"""

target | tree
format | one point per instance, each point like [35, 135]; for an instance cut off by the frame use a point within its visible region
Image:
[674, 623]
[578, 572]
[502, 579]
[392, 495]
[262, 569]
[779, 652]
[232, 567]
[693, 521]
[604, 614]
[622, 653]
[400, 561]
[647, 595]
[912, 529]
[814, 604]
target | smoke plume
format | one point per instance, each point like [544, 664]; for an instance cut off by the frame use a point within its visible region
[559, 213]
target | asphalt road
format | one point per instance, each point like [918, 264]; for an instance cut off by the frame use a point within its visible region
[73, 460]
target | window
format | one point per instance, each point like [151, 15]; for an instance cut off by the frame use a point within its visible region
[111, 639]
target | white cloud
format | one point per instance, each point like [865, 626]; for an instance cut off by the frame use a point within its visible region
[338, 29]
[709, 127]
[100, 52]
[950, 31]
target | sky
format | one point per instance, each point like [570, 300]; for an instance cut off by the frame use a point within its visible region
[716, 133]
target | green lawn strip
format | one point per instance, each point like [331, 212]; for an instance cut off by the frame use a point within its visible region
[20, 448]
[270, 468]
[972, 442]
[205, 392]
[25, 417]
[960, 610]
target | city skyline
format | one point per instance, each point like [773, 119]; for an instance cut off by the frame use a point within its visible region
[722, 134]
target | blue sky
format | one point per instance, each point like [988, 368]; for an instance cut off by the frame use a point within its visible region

"""

* _Stated exercise_: Reproduce all of the items above word for word, leaving nothing out and changing nothing.

* _Task solution_:
target | tree
format | one point per instance, each point like [35, 135]; for an instance cut off by the frame use a point within its visible region
Image:
[674, 623]
[578, 572]
[502, 579]
[392, 495]
[262, 569]
[779, 652]
[232, 567]
[693, 521]
[604, 614]
[622, 653]
[400, 561]
[647, 595]
[912, 529]
[814, 604]
target | smoke plume
format | one point per instance, each point like [544, 664]; for an instance cut off by the frame use a point within its visible region
[559, 213]
target | asphalt road
format | one point per instance, each point like [918, 264]; for an instance cut off by the frame use a point within its visible region
[73, 460]
target | window
format | one point per instance, each point like [151, 15]; for an instance cut off by the frame use a point within its visible region
[111, 639]
target | white cloud
format | one point per instance, each point like [865, 626]; for an instance cut off by the frame use a point within its visible region
[338, 29]
[709, 127]
[100, 52]
[950, 31]
target | sky
format | one point per instance, each point like [570, 300]; for an instance cut off by the frame use a point within its visible region
[716, 133]
target | green lawn strip
format | one point per instance, each point like [331, 212]; for an instance cut off by the frame use a point within its visible region
[20, 448]
[270, 468]
[972, 442]
[205, 392]
[25, 417]
[960, 610]
target | city skyline
format | one point per instance, each point like [773, 119]; for an instance cut off by the frame use a point within its visible region
[722, 134]
target | blue sky
format | one point per instance, each point like [988, 368]; for an instance cut off by the frame use a point within its visible region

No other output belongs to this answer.